● **Dataset excerpt**
::::

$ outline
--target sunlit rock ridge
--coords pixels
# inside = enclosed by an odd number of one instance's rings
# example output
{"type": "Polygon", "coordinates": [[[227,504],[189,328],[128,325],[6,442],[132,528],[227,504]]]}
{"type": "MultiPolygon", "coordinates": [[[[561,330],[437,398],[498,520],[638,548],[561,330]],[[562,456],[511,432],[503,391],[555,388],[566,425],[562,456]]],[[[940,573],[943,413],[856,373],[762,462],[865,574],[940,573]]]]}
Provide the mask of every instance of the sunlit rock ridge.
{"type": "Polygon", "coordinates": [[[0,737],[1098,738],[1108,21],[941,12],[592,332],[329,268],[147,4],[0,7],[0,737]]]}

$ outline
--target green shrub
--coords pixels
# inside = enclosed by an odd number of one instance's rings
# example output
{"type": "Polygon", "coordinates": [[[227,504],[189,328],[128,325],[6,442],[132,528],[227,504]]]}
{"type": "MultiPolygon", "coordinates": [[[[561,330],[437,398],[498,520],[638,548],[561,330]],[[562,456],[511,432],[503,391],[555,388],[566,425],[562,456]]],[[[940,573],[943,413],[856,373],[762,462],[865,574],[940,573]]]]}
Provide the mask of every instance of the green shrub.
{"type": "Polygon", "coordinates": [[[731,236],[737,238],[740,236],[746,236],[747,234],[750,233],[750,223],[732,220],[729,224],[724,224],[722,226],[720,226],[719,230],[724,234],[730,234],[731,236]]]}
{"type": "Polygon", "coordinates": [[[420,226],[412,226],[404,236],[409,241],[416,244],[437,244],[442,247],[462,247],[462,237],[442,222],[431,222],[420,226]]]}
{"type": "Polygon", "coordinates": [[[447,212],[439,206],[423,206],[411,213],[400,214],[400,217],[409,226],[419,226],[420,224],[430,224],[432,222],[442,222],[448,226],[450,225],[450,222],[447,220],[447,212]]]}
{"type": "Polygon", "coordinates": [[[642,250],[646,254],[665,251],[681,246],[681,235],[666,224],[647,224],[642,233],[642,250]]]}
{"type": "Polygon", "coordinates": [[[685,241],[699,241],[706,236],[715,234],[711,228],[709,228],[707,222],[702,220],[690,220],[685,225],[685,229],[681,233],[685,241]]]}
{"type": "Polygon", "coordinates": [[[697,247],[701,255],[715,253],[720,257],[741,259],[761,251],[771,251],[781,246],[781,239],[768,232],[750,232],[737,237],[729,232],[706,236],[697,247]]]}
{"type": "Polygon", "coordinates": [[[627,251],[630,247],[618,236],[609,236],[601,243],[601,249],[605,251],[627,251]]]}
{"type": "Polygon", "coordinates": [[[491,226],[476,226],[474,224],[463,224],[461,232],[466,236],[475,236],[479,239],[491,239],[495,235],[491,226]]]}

::::

● **Do this**
All of the lines above must be returned exactly.

● **Reply**
$ outline
--target sunlit rock ridge
--coords pixels
# inside = enclosed by an odd number of one instance's rings
# example output
{"type": "Polygon", "coordinates": [[[227,504],[189,328],[128,325],[6,442],[132,528],[227,504]]]}
{"type": "MultiPolygon", "coordinates": [[[[561,330],[437,398],[498,520],[638,548],[561,330]],[[562,456],[511,432],[503,391],[555,388],[566,425],[562,456]]],[[[940,573],[943,413],[856,373],[762,462],[865,574],[940,573]]]]}
Provide the mask of every instance of the sunlit rock ridge.
{"type": "Polygon", "coordinates": [[[0,737],[1098,738],[1108,21],[941,12],[592,332],[329,268],[147,4],[0,7],[0,737]]]}

$ outline
--target green shrub
--coords pixels
# inside = enclosed by an odd number of one instance's rings
# example output
{"type": "Polygon", "coordinates": [[[227,504],[189,328],[128,325],[6,442],[132,528],[227,504]]]}
{"type": "MultiPolygon", "coordinates": [[[[561,330],[437,398],[498,520],[638,548],[561,330]],[[562,456],[511,432],[503,391],[555,388],[566,425],[562,456]]],[[[940,573],[943,413],[856,373],[762,462],[865,574],[940,573]]]]}
Provide the mask of every instance of the green shrub.
{"type": "Polygon", "coordinates": [[[731,236],[737,238],[740,236],[746,236],[747,234],[750,233],[750,223],[732,220],[729,224],[724,224],[722,226],[720,226],[719,230],[724,234],[730,234],[731,236]]]}
{"type": "Polygon", "coordinates": [[[420,226],[412,226],[404,236],[409,241],[416,244],[437,244],[442,247],[462,247],[462,237],[442,222],[431,222],[420,226]]]}
{"type": "Polygon", "coordinates": [[[447,212],[439,206],[423,206],[411,213],[400,214],[400,217],[409,226],[419,226],[420,224],[430,224],[432,222],[442,222],[448,226],[450,225],[450,222],[447,220],[447,212]]]}
{"type": "Polygon", "coordinates": [[[642,250],[646,254],[665,251],[681,246],[681,235],[666,224],[647,224],[642,233],[642,250]]]}
{"type": "Polygon", "coordinates": [[[685,241],[699,241],[706,236],[715,234],[711,228],[709,228],[707,222],[702,220],[690,220],[685,225],[685,229],[681,233],[685,241]]]}
{"type": "Polygon", "coordinates": [[[697,247],[701,255],[715,253],[720,257],[741,259],[761,251],[771,251],[781,246],[781,239],[768,232],[750,232],[737,237],[729,232],[706,236],[697,247]]]}
{"type": "Polygon", "coordinates": [[[627,251],[630,247],[618,236],[609,236],[601,243],[601,249],[605,251],[627,251]]]}
{"type": "Polygon", "coordinates": [[[491,226],[476,226],[474,224],[463,224],[461,232],[466,236],[475,236],[479,239],[491,239],[495,235],[491,226]]]}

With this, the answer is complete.